◆ **Brief**
Restate the full set of records exactly, without adding or dropping a word.

(Dataset rows on where objects appear)
----------

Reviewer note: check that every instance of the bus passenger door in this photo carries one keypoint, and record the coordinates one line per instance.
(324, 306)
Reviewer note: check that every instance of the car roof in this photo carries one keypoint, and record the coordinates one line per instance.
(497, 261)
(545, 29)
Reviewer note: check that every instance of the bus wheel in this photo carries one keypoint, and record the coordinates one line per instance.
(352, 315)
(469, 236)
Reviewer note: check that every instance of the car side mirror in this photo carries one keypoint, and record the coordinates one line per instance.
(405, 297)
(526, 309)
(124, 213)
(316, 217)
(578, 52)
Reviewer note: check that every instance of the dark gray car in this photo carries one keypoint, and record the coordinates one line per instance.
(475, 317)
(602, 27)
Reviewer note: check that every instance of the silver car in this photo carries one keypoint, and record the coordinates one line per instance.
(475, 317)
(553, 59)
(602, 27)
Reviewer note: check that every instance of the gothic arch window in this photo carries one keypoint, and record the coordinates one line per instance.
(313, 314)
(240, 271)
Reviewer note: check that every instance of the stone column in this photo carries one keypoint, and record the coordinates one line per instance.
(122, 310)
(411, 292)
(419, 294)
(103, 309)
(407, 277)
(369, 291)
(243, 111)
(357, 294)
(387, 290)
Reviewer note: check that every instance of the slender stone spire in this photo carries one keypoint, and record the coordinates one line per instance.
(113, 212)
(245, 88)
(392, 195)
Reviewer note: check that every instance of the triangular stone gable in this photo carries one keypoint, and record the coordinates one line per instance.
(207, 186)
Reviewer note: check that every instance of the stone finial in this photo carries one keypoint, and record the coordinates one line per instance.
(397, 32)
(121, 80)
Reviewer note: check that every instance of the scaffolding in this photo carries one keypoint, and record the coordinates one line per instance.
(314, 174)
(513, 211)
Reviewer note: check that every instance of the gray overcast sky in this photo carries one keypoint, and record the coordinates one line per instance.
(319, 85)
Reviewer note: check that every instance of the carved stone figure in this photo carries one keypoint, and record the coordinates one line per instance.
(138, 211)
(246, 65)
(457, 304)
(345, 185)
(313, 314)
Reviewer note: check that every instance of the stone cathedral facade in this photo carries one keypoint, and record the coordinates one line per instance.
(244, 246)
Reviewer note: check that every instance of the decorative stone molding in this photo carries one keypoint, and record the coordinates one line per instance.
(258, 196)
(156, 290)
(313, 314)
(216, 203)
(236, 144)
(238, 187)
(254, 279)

----------

◆ **Written solution**
Reviewer note: check that every instance of the bus passenger door in this photo carries one keypoint, and record the coordinates one line per instance.
(324, 306)
Reviewer note: check that every instance of the car roof in this photo carries one keypoint, and record the coordinates one line per instance.
(497, 261)
(545, 29)
Reviewer note: check that every instance of the bus wheel in this photo carries one keypoint, and record the coordinates one line per instance.
(352, 315)
(469, 236)
Reviewer note: check that every instance of the car side mirror in this photo carries one keypoint, and record the coordinates one line per instance.
(405, 297)
(526, 309)
(124, 213)
(316, 217)
(578, 52)
Reviewer note: check that every instance of the dark gray car in this photo carries one keypoint, and record the coordinates one line per instance.
(475, 317)
(602, 27)
Reviewer note: check that every instance of the silver car in this photo carries one keypoint, and record the coordinates one line per instance.
(475, 317)
(553, 59)
(602, 27)
Reviewer note: check that every instance of the gothic arch window in this photo carries one keypoint, and record the coordinates one line per instance.
(313, 314)
(240, 271)
Reviewer note: check that every instance of the stone column in this photo carries one keypoint, and record the coordinates one line per instance.
(122, 310)
(411, 292)
(419, 294)
(103, 309)
(407, 277)
(369, 291)
(243, 111)
(357, 294)
(387, 290)
Reviewer note: check that every instance of the slender stone spire in this photo carries one keypoint, and record the coordinates one line per instance.
(113, 212)
(245, 88)
(392, 195)
Reviewer note: check that every instance of the triangular stone gable in this photo carries one keypoint, and record the coordinates one line per instance.
(207, 186)
Reviewer note: check that every instance of the stone finial in this photo carries one keypoint, and record the coordinates one line per instance.
(397, 32)
(121, 80)
Reviewer note: check that every instance of the scaffolding in this photo carries one keypoint, and record the coordinates one line per instance.
(314, 174)
(513, 211)
Reviewer note: check that every instance of the gray overcast sky in this photo carries one keypoint, and record the coordinates one line per instance.
(319, 85)
Reviewer note: check that every instance of the carved stone figure in this photo carries one keypoint, and record the coordinates one line per instance.
(138, 211)
(246, 65)
(457, 304)
(345, 185)
(313, 314)
Reviewer note: check that every instance of the stone cathedral facade in this photo carries one keypoint, and record the coordinates one line per instance.
(244, 246)
Reviewer note: check that every instance of the decorative stone molding in this photo carries one keypoint, and record the coordinates one line per instance.
(258, 196)
(156, 290)
(313, 314)
(216, 203)
(236, 144)
(238, 187)
(254, 279)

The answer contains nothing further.